= EXTRACTED TEXT =
- Opening Delimiter -

Interior Minister Sar Kheng yesterday appealed to the international community for aid in Cambodia’s drug war, while the country’s anti-drug chief continued to call for local officials to be given the authority to force drug users into compulsory “treatment centres” without a trial.
Speaking at the last day of the National Authority for Combating Drugs’ annual meeting, chairman Ke Kim Yan responded directly to an article yesterday in The Post in which an independent drug expert said his proposed policy would violate human rights. “We do not violate the people’s rights,” Kim Yan said yesterday. He asserted that “authorities” have the right within the law to force drug users to get treatment.
Cambodian law currently does allow for forced treatment of drug users, but only at the discretion of trial judges. Forced treatment in Cambodia has long been criticised, with a 2010 Human Rights Watch report describing state-run centres as sites of frequent abuse, often devoid of doctors and medication.
Kim Yan did acknowledge that the treatment centres require improvement, but appeared to blame the Ministry of Health for the lack of progress. “The Ministry of Health and the committee in charge of providing treatment and rehabilitating drug users seems to be slow in solving [the] problem,” he said.

- Closing Delimiter -

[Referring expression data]

- Opening Delimiter -

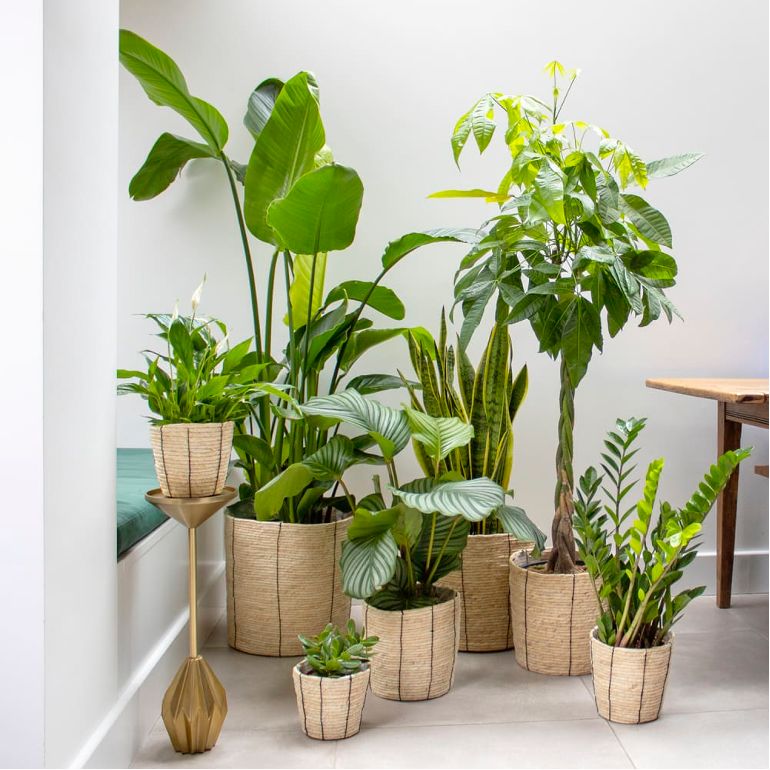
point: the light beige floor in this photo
(498, 715)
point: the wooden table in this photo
(739, 402)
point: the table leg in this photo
(729, 438)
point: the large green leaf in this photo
(285, 150)
(672, 165)
(163, 82)
(380, 298)
(438, 435)
(651, 223)
(368, 563)
(261, 103)
(388, 427)
(396, 250)
(473, 499)
(167, 158)
(320, 212)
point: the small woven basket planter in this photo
(417, 651)
(271, 568)
(552, 620)
(485, 622)
(192, 459)
(629, 683)
(330, 708)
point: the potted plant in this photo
(304, 207)
(199, 389)
(331, 682)
(404, 539)
(635, 565)
(569, 247)
(488, 398)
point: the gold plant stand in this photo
(195, 704)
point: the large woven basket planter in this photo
(629, 683)
(330, 708)
(485, 622)
(417, 651)
(192, 459)
(282, 580)
(552, 620)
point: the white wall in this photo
(21, 385)
(666, 77)
(81, 109)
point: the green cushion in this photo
(136, 517)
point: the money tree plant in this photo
(574, 250)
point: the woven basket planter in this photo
(192, 459)
(282, 580)
(330, 708)
(485, 622)
(552, 619)
(629, 683)
(417, 651)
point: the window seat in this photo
(136, 517)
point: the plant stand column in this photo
(195, 704)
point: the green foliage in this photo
(569, 251)
(335, 653)
(635, 565)
(306, 207)
(197, 378)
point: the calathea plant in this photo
(303, 206)
(570, 246)
(635, 565)
(487, 398)
(407, 536)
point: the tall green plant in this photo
(634, 567)
(569, 248)
(488, 398)
(304, 206)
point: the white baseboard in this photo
(122, 731)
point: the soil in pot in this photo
(552, 618)
(330, 709)
(485, 622)
(417, 651)
(282, 580)
(629, 683)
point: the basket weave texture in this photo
(330, 708)
(192, 459)
(629, 683)
(552, 619)
(282, 580)
(417, 652)
(485, 622)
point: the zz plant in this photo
(635, 564)
(406, 537)
(303, 206)
(572, 248)
(488, 398)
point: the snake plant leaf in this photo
(438, 435)
(473, 499)
(515, 522)
(379, 298)
(368, 563)
(396, 250)
(260, 106)
(387, 426)
(164, 83)
(165, 162)
(285, 150)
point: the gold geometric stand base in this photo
(194, 707)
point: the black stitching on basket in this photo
(277, 585)
(641, 696)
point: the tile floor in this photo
(498, 715)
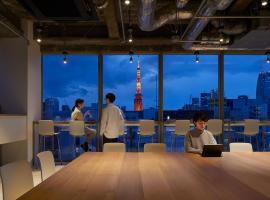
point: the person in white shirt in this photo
(198, 137)
(78, 115)
(112, 121)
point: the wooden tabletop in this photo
(159, 176)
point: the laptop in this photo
(212, 150)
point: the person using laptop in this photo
(198, 137)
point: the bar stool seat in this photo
(46, 129)
(76, 130)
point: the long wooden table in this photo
(159, 176)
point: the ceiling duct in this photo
(230, 27)
(181, 3)
(197, 25)
(149, 20)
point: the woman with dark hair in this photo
(78, 115)
(198, 137)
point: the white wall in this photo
(34, 87)
(20, 90)
(13, 76)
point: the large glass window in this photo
(135, 89)
(63, 83)
(189, 86)
(247, 95)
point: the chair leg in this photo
(59, 149)
(44, 140)
(257, 141)
(139, 143)
(75, 153)
(172, 142)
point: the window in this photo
(189, 86)
(62, 85)
(135, 89)
(247, 94)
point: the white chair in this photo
(147, 128)
(181, 128)
(240, 147)
(46, 129)
(114, 147)
(155, 147)
(215, 126)
(76, 130)
(47, 164)
(17, 179)
(251, 129)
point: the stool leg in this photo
(59, 149)
(74, 146)
(139, 143)
(44, 143)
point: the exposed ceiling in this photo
(156, 25)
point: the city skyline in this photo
(83, 82)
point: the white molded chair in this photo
(76, 130)
(240, 147)
(17, 179)
(114, 147)
(46, 129)
(47, 164)
(155, 147)
(215, 127)
(181, 128)
(147, 128)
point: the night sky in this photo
(183, 78)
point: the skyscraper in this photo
(138, 105)
(263, 87)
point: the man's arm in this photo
(188, 145)
(212, 139)
(104, 120)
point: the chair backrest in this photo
(251, 127)
(114, 147)
(155, 147)
(182, 127)
(47, 164)
(17, 179)
(45, 127)
(147, 127)
(240, 147)
(77, 128)
(215, 126)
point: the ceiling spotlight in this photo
(264, 2)
(130, 36)
(130, 57)
(39, 40)
(65, 61)
(221, 38)
(267, 57)
(196, 53)
(127, 2)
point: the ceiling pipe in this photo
(149, 20)
(196, 26)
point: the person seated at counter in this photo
(198, 136)
(112, 121)
(78, 115)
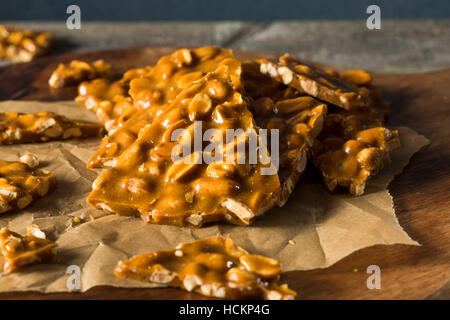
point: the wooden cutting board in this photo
(421, 193)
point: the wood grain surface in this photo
(421, 192)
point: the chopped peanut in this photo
(20, 184)
(78, 71)
(20, 251)
(23, 45)
(43, 126)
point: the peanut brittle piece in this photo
(23, 45)
(43, 126)
(146, 181)
(298, 119)
(78, 71)
(214, 267)
(20, 251)
(151, 93)
(352, 147)
(20, 184)
(315, 82)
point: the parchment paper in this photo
(313, 230)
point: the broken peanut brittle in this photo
(146, 181)
(213, 267)
(298, 118)
(19, 251)
(316, 82)
(353, 146)
(159, 87)
(23, 45)
(20, 184)
(78, 71)
(43, 126)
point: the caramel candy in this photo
(43, 126)
(20, 251)
(151, 94)
(326, 86)
(23, 45)
(298, 118)
(20, 184)
(214, 267)
(78, 71)
(146, 181)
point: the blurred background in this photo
(414, 34)
(208, 10)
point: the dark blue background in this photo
(203, 10)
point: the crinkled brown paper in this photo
(313, 230)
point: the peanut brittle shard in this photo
(213, 267)
(150, 94)
(146, 181)
(23, 45)
(298, 118)
(78, 71)
(349, 151)
(315, 82)
(20, 185)
(43, 126)
(19, 251)
(354, 144)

- Closing Delimiter -

Resume the article about Cambodia's anti-drug campaign, continuing on from its final sentence.

Ministry of Health undersecretary of state Chhum Vannarith admitted that drug addicts aren’t receiving enough “services” in rehab, but denied that the ministry was responsible for the lack of progress.Interior Minister Kheng closed out the meeting with an appeal on behalf of Prime Minister Hun Sen for support.
“Samdech Techo Prime Minister and myself would like to take this opportunity to call for charities, civil societies, private sector actors, and national and international development partners to participate and support as much as possible,” Kheng said, asking for monetary and technical assistance.
Some international groups, however, expressed alarm in reaction to Kim Yan’s statements.
“If people arrested for drug use are detained in any facility, including ‘rehabilitation centres’, without due process then this amounts to a human rights violation,” said Gloria Lai, of the International Drug Policy Consortium, adding that “consent of the patient is required”.
Lai also said Cambodia’s current crackdown on drug use is employing ineffective methods.
“Those resources could instead be invested in implementing policy measures that are actually grounded in evidence,” she said.